*The request*. Make an exact copy of all the entries below, with the pictures left out.

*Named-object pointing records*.

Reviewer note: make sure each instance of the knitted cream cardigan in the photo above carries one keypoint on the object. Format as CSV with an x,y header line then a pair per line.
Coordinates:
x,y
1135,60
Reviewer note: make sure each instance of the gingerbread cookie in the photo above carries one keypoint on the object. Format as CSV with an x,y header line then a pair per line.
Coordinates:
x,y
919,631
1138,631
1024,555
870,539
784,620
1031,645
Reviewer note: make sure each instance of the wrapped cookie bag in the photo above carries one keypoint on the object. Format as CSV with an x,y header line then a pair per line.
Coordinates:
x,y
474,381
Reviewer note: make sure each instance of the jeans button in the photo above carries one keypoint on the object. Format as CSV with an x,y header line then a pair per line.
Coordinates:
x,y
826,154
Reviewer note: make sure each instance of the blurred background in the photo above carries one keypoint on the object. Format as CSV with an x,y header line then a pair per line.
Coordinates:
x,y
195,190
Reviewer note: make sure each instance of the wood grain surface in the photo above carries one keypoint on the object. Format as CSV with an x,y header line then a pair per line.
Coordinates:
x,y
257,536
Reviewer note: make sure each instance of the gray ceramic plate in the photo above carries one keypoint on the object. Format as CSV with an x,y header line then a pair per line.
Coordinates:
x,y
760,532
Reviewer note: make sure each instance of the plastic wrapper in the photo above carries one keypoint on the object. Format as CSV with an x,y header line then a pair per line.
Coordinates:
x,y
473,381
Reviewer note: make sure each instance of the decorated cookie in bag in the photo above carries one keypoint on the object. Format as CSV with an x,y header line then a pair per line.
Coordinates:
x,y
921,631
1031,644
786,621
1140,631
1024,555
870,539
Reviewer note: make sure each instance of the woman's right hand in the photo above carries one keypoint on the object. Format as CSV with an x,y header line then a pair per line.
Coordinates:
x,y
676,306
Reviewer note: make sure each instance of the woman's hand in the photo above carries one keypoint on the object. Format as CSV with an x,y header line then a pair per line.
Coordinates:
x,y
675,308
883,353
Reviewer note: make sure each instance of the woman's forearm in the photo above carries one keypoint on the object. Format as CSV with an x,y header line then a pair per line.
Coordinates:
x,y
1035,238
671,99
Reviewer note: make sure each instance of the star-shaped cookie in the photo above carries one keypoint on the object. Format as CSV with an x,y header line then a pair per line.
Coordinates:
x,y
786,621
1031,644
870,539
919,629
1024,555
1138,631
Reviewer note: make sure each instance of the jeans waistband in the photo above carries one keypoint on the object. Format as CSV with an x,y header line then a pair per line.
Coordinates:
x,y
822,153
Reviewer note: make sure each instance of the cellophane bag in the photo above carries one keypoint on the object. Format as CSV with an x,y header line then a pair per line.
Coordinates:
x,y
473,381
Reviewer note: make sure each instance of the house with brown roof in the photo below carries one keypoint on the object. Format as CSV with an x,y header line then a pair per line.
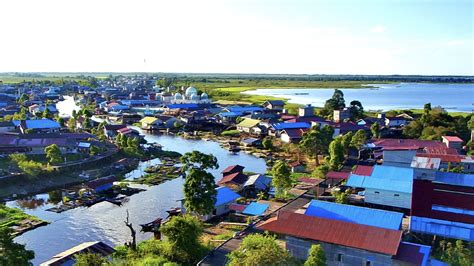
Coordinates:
x,y
344,242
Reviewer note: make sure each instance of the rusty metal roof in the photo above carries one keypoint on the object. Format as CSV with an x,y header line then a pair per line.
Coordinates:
x,y
336,232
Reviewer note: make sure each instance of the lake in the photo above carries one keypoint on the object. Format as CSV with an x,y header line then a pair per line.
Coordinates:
x,y
104,221
452,97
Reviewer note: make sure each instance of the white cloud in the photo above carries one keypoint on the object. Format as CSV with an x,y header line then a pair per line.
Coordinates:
x,y
378,29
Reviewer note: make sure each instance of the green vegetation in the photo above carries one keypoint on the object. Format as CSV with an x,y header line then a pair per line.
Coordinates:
x,y
11,216
12,253
182,245
230,133
259,249
281,180
199,185
53,154
316,256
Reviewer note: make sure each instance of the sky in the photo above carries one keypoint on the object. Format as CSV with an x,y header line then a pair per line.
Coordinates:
x,y
246,36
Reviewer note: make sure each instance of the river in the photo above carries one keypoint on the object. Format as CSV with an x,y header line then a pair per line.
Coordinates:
x,y
452,97
104,221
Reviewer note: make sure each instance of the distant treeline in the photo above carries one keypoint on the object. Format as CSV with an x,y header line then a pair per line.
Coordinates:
x,y
289,77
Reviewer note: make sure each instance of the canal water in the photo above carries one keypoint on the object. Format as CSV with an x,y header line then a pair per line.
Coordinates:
x,y
452,97
104,221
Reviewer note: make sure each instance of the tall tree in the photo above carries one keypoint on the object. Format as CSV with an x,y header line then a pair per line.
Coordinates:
x,y
183,233
281,180
336,154
359,139
199,185
316,256
53,153
259,249
356,110
12,253
316,141
375,130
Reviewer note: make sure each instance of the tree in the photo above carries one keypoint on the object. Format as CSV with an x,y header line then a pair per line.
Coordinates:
x,y
356,110
199,185
53,153
89,259
12,253
359,139
336,102
336,154
183,233
267,143
316,141
316,256
258,249
375,130
457,254
281,180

*Result for this task*.
Reviewer note: make sure each instance of the knitted cream cardigan in the photo above carries one keypoint on the object. Format as CSV with an x,y header line then a pair per line.
Coordinates:
x,y
1135,60
Reviewer note: make sure each instance of the gingerbread cookie in the photo above carries one keypoint on the object. Format as CSV with an x,y header line then a pair per line.
Coordinates:
x,y
919,631
1138,631
1024,555
870,539
784,620
1031,645
Reviewer note: make sure each instance of the wrapped cookie bag in the photo above carries one keypoint on the object. Format as CSV with an x,y header line then a pair per line.
Coordinates:
x,y
474,381
Reviewer note: make sure each instance of the jeans button in the photo above carries one keypoint on the object. Format as CSV with an x,y header line then a pair per line.
Coordinates:
x,y
826,154
Reviewer note: make sure each instance of the blurred background in the photo above carries one keypoint on the object. Format as CSV with an x,y header line then a pair per line.
Coordinates:
x,y
195,190
Reviewer note: make sure each instance of the wood grain surface in the photo above carries one keypoint on the object. Format as CSV with an x,y header line then a pair per line.
Coordinates:
x,y
257,536
Reviewer note: make sure each instance of the gray ceramic plate in the photo above carries one keypoint on the object. Format as CSV with an x,y header line then a pair per line.
Coordinates:
x,y
760,532
Reviewer note: make sure each instance of the plastic wrapper in the photo above carries one keypoint on the object. Format as CSV with an x,y header line then a pair per line.
Coordinates:
x,y
473,381
Reviewer note: make sure each instance of the decorated cookie in bag in the photo above carries one keypoint on the object. Format as CSV with an x,y header line then a pair per line.
Coordinates:
x,y
921,631
1031,644
786,621
1140,631
1024,555
870,539
Reviewer note: make sure each instance of the woman's right hand in the photo above carries one keypoint on the object. Format as CSV with an x,y header line then a pair per line.
Coordinates:
x,y
676,306
Reviewer note: make sure each instance of the woman's hand in the photo above carries one keypoint on the object. Format as CSV with an x,y header line then a pair per line.
Coordinates:
x,y
675,308
883,353
Reviewer note: make sure each instance of the woman's forearm in the photo above carries one keypoint on the object. Format as CSV with an x,y header line then a pair per line.
Coordinates:
x,y
1035,238
671,99
Reviewer note: make sure each instance of the star-shaped cookie in the photo above carries one keypoint on the object. Format as CSV with an x,y header line then a pair per line.
Coordinates:
x,y
786,621
1031,644
870,539
919,629
1024,555
1138,631
Reviewer note: make sure each instance of the jeans waistband in the photo above carries one keypoint on the object. Format as CSV with an x,y header line then a pair per line.
Coordinates:
x,y
822,153
Reviewer note: make sure each instance of the cellophane bag in the photo above carries one keypoint on the object. Format as CSV with an x,y header line then a pair per line.
Coordinates:
x,y
473,381
Reviewer note: make sure each instance of the house with brown roof in the photo below carries one keypoint on the object. Format as CSV with an x,y header line then a pair per line.
Coordinates:
x,y
344,242
Reviewer note: make sure each instance of the rusty metal roof in the photo above carries one keypoint on the object. Format as CSV with an x,y header line then a pair per line.
Coordinates:
x,y
336,232
Reviewer note: make sure each instance of the lake in the photo above carries one keypoint on the object. Format as CSV with an x,y header line then a pair per line.
Coordinates:
x,y
104,221
452,97
Reviewer note: make sure each instance of the white cloud in the photo above carries one keypoint on the object. Format as CSV with an x,y header line then a pair per line.
Coordinates:
x,y
378,29
Reviewer note: make sure each instance of the green vegetation in the photo above carries one keypoint on the object. Format as CSV with an x,y header line then a pair per line.
Coordinates:
x,y
11,216
12,253
182,245
230,133
259,249
281,180
199,185
53,154
316,256
Reviewer note: make sure each instance of the sky in the photo above carries one keypoint on the object. Format as CSV with an x,y header line then a pair per line.
Coordinates:
x,y
246,36
Reviewer note: make sure each instance of the river in the photo above carries one keypoint on the object. Format as CSV with an x,y header line then a pair per line.
Coordinates:
x,y
452,97
104,221
Reviewer note: make sure each instance of the distant treeline in the photo above carries one keypoint on the object. Format as CSV with an x,y header line then a pair per line.
Coordinates:
x,y
289,77
Reviewer note: make sure each instance of the canal water in the photo above carries one keypoint on the object. Format as CSV with an x,y header line then a pair per line.
Coordinates:
x,y
452,97
104,221
Reviewer note: make sure each instance of the tall tree in the photo above carries one keypoint on the object. Format as CSV with an x,y header line then a pair per line.
Coordinates:
x,y
183,233
281,180
336,154
359,139
199,185
316,256
53,153
259,249
356,110
12,253
316,141
375,130
Reviewer note: make sure each instance of the tree in the photo above carries one keypoint on the object. Format as CSV with an x,y header line then a pair per line.
Coordinates:
x,y
356,110
199,185
53,153
89,259
12,253
359,139
336,102
336,154
183,233
267,143
316,141
316,256
258,249
375,130
457,254
281,180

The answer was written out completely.